[DOCUMENT SEGMENT]:
When it comes to language barriers in another country, how do you handle it? Do you carry around a pocket guidebook containing words and phrases designed for the tourist? Or are you of the technological age and use your iPhone or other electronic device for your “on the go” translating needs? Or, do you not bother at all with such frivolities and instead just “wing it,” pointing and pantomiming as you go?

With the exception of electronic devices, I’ve used various methods when in a country where I don’t speak the language. Early on in my traveling adventures I did use a pocket language phrase book. On my first ever trip to Mexico at the age of 16 I came armed with a diccionario and a Latin American Spanish phrasebook since Castillian Old World Spanish is drastically different from Latin American New World Spanish. When I studied in South Korea, I bought a Korean guidebook which I found invaluable when “trying” to translate Hangul (the name of the Korean alphabet) characters. I had also come armed with Korean language CDs which I listened to on the long flight over, but gave up on using them after being told by a Korean acquaintance that my pronunciation of certain words was all wrong; I was just going or trying to go by the speaker on the CD.

Excerpts of pointing data
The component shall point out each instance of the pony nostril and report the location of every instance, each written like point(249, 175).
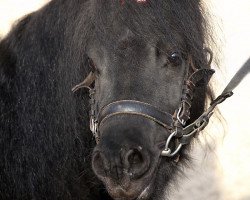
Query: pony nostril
point(136, 163)
point(99, 164)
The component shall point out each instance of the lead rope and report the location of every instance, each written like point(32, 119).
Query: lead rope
point(199, 124)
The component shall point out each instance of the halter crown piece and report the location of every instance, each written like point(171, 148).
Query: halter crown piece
point(181, 133)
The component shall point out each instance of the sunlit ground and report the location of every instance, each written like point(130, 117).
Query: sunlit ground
point(224, 173)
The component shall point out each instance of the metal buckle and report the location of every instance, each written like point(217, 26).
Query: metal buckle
point(182, 121)
point(167, 151)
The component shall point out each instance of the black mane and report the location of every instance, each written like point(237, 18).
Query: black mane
point(45, 142)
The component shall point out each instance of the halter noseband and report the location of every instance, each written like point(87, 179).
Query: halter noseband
point(175, 123)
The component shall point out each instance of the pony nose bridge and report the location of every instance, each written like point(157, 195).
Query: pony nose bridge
point(125, 164)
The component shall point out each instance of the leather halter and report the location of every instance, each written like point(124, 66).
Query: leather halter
point(174, 123)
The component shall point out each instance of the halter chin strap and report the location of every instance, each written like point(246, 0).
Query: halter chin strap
point(175, 124)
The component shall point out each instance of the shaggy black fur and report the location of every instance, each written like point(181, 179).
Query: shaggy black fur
point(45, 142)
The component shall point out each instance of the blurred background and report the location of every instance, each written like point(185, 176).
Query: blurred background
point(221, 168)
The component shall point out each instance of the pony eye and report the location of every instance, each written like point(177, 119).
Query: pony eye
point(92, 66)
point(175, 58)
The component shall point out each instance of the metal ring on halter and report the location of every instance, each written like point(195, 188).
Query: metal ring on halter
point(182, 121)
point(167, 151)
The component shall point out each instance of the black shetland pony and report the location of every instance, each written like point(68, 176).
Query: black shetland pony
point(138, 51)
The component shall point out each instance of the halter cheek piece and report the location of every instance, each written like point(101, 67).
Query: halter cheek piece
point(176, 123)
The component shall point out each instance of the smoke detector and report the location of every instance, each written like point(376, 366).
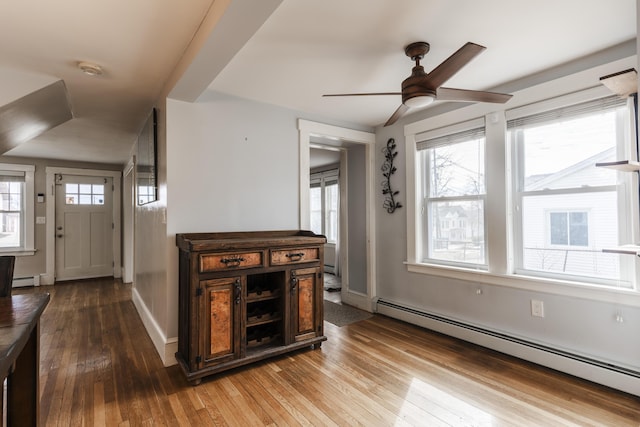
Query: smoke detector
point(90, 69)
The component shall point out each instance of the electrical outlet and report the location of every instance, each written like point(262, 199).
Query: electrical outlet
point(537, 308)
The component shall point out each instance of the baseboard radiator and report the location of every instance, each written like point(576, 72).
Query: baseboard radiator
point(21, 282)
point(483, 336)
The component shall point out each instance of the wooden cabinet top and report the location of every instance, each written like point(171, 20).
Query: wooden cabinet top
point(195, 242)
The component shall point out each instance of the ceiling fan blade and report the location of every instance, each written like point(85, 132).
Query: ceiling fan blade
point(397, 114)
point(449, 94)
point(364, 94)
point(454, 63)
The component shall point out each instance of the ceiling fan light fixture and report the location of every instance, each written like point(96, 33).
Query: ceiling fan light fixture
point(419, 101)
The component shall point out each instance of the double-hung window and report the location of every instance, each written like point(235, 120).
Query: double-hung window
point(565, 209)
point(324, 196)
point(16, 208)
point(453, 196)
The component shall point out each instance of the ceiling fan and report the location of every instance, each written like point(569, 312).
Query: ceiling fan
point(421, 89)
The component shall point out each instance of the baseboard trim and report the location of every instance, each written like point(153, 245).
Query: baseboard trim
point(166, 347)
point(628, 381)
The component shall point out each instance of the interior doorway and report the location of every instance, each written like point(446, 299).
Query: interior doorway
point(115, 184)
point(356, 218)
point(84, 220)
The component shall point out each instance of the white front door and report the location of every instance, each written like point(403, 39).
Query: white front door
point(84, 227)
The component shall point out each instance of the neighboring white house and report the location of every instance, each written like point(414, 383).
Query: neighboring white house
point(566, 232)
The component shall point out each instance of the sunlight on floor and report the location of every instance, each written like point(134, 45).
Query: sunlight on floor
point(423, 398)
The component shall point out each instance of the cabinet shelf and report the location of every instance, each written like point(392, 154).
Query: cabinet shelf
point(255, 321)
point(263, 296)
point(621, 165)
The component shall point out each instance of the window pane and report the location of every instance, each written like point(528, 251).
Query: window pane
point(559, 230)
point(331, 212)
point(10, 229)
point(457, 169)
point(576, 255)
point(316, 210)
point(562, 155)
point(457, 231)
point(579, 229)
point(15, 201)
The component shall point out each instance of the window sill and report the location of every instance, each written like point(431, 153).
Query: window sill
point(17, 252)
point(534, 284)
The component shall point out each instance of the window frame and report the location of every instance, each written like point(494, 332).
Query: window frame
point(27, 214)
point(628, 274)
point(322, 180)
point(446, 137)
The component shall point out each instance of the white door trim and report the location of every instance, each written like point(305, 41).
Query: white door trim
point(128, 222)
point(50, 172)
point(307, 129)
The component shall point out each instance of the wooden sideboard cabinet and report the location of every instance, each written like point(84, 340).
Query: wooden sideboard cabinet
point(247, 296)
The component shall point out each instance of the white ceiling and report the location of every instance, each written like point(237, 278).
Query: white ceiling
point(303, 50)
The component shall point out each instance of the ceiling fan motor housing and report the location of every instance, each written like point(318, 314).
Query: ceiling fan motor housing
point(416, 85)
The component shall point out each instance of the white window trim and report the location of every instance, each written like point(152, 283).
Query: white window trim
point(29, 209)
point(427, 199)
point(501, 258)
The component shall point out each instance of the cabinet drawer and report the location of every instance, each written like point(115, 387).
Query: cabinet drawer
point(294, 256)
point(230, 261)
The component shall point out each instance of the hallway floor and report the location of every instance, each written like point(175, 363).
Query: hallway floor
point(332, 286)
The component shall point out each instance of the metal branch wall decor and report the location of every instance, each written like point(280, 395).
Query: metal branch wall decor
point(390, 153)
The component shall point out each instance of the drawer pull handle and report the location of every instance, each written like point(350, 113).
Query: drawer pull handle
point(232, 262)
point(295, 256)
point(238, 286)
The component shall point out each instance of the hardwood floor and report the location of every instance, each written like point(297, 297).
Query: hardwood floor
point(99, 367)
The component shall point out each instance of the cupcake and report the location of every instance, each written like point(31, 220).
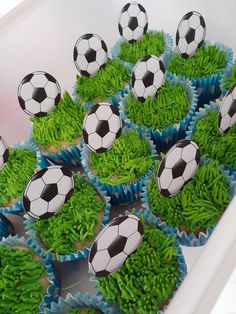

[REQUEST 1]: Update the language-barriers text from "With the exception" to "speaker on the CD.", changing "diccionario" to "dictionary".
[REQUEST 2]: According to the language-barriers text, what did the writer buy while studying in South Korea?

[CORRECT OUTPUT 1]:
With the exception of electronic devices, I’ve used various methods when in a country where I don’t speak the language. Early on in my traveling adventures I did use a pocket language phrase book. On my first ever trip to Mexico at the age of 16 I came armed with a dictionary and a Latin American Spanish phrasebook since Castillian Old World Spanish is drastically different from Latin American New World Spanish. When I studied in South Korea, I bought a Korean guidebook which I found invaluable when “trying” to translate Hangul (the name of the Korean alphabet) characters. I had also come armed with Korean language CDs which I listened to on the long flight over, but gave up on using them after being told by a Korean acquaintance that my pronunciation of certain words was all wrong; I was just going or trying to go by the speaker on the CD.

[CORRECT OUTPUT 2]: A Korean guidebook.